• **DIRECTIONS FOR THIS TASK**: All of the data needs to be repeated exactly.

• **DATASET RECORDS**:

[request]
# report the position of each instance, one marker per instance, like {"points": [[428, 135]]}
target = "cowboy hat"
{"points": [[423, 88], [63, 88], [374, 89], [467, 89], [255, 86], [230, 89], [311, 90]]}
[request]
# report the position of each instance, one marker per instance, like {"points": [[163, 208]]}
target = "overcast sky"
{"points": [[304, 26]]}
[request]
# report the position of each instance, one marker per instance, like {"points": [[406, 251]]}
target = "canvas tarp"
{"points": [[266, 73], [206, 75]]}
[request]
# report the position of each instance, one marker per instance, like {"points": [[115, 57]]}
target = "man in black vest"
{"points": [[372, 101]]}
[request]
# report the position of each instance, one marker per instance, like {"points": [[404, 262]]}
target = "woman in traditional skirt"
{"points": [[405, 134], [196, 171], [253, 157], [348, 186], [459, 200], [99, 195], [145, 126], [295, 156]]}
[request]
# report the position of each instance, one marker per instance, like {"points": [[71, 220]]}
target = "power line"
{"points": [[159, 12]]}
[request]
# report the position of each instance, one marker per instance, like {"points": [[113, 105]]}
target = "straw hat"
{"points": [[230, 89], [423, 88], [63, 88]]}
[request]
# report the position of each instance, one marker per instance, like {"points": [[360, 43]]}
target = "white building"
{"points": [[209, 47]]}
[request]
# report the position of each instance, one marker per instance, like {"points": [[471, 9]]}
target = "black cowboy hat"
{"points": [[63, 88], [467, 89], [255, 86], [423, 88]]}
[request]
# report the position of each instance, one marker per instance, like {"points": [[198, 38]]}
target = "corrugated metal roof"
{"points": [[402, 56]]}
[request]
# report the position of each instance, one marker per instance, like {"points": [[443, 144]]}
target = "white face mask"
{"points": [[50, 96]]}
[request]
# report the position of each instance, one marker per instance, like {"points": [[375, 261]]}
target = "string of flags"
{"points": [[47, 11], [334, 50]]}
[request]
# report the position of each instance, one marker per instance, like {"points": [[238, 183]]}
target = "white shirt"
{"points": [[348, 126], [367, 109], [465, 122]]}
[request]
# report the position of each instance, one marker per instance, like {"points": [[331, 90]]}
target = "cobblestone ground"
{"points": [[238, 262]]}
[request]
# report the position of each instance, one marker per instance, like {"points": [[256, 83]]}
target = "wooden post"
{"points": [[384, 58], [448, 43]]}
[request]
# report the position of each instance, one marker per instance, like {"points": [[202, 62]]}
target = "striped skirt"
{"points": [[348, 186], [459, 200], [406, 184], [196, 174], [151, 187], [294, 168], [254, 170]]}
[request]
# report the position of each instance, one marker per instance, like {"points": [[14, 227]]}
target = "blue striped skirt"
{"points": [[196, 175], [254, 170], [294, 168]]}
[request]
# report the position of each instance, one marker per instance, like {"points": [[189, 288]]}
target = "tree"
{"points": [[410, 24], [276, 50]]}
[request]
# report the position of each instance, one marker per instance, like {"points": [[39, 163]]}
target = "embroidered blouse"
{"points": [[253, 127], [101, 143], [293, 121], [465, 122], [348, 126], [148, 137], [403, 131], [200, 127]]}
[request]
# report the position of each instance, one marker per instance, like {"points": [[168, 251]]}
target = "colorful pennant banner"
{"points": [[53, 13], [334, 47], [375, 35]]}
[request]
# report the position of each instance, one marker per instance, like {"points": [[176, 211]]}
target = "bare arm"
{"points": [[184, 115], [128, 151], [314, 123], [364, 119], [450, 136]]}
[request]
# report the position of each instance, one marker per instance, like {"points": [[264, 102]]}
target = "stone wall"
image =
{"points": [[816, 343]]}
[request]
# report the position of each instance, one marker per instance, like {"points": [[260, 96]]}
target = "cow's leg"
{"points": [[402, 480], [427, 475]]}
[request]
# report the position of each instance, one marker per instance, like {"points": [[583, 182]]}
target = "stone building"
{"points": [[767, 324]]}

• **RESPONSE**:
[request]
# report the position of each instance, one marker per instance, like {"points": [[428, 135]]}
target = "cowboy hat"
{"points": [[423, 88], [63, 88], [374, 89], [467, 89], [255, 86], [230, 89], [311, 90]]}
[request]
# report the position of each instance, one marker per instance, like {"points": [[163, 208]]}
target = "overcast sky"
{"points": [[304, 26]]}
[request]
# report the position of each instance, one marker per instance, like {"points": [[406, 251]]}
target = "canvas tarp"
{"points": [[266, 73], [206, 75]]}
[request]
# report the position of each instance, one marker per instance, like {"points": [[115, 57]]}
target = "man in black vest"
{"points": [[372, 101]]}
[request]
# report the position of each instance, one marker per instance, like {"points": [[404, 262]]}
target = "woman in traditional skirt"
{"points": [[405, 134], [196, 171], [253, 157], [348, 186], [459, 200], [99, 195], [145, 126], [295, 156]]}
[request]
# report the position of each instance, one marker per instance, like {"points": [[71, 220]]}
target = "power line"
{"points": [[159, 12]]}
[request]
# report the position of each instance, one marker per instance, like {"points": [[113, 105]]}
target = "straw hat"
{"points": [[230, 89], [423, 88], [63, 88]]}
[request]
# report the position of each instance, one marker per instance, like {"points": [[360, 43]]}
target = "white building"
{"points": [[209, 47]]}
[request]
# report the position of each instance, one marker per instance, like {"points": [[471, 9]]}
target = "black cowboy hat"
{"points": [[63, 88], [467, 89], [255, 86], [423, 88]]}
[request]
# report the position of each instance, one marker per instance, like {"points": [[198, 38]]}
target = "corrugated metal roof"
{"points": [[402, 56]]}
[request]
# report the position of each instance, one marker per instance, like {"points": [[443, 144]]}
target = "white face mask"
{"points": [[50, 96]]}
[request]
# report the position of each instance, one marker per instance, like {"points": [[375, 261]]}
target = "string of flags"
{"points": [[47, 11], [334, 50]]}
[request]
# report the position of each instance, one marker per instance, like {"points": [[238, 183]]}
target = "white shirt"
{"points": [[348, 126], [367, 109], [465, 122]]}
[request]
# report the position of each instance, one marker per instance, like {"points": [[331, 90]]}
target = "cobblestone ground"
{"points": [[238, 262]]}
[request]
# report the position of each instance, one marker per instance, like {"points": [[256, 83]]}
target = "wooden post"
{"points": [[384, 58], [448, 43]]}
[request]
# report the position of each instance, one marker per instance, like {"points": [[202, 62]]}
target = "striped skirt"
{"points": [[348, 186], [459, 200], [406, 184], [196, 174], [151, 187], [294, 168], [254, 170]]}
[request]
# report the position of each instance, one marker per instance, like {"points": [[14, 227]]}
target = "blue striped skirt"
{"points": [[196, 175], [254, 170], [294, 168]]}
[request]
# report the position of each instance, one marker per instance, like {"points": [[189, 288]]}
target = "tree"
{"points": [[410, 24], [276, 50]]}
[request]
# report the position of each instance, one marker per instance, like {"points": [[39, 163]]}
target = "embroidered blouse"
{"points": [[253, 127], [101, 143], [293, 121], [465, 122], [348, 126], [148, 137], [403, 131], [200, 127]]}
[request]
# report the position of each instance, one marker per instance, like {"points": [[168, 251]]}
target = "colorful pennant banner"
{"points": [[53, 13], [334, 47], [375, 35]]}
[request]
# report the position of each instance, one marker per instance, like {"points": [[176, 211]]}
target = "bare arm"
{"points": [[184, 115], [128, 151], [314, 123], [364, 119], [450, 136]]}
[request]
# report the position of each instance, one marker per instance, like {"points": [[264, 102]]}
target = "stone wall"
image =
{"points": [[816, 343]]}
[request]
# report the position of each instance, one marker per instance, like {"points": [[260, 96]]}
target = "cow's leg"
{"points": [[402, 480], [427, 475]]}
[request]
# report the position of each instance, one marker per instance, like {"points": [[583, 182]]}
target = "stone building"
{"points": [[767, 324]]}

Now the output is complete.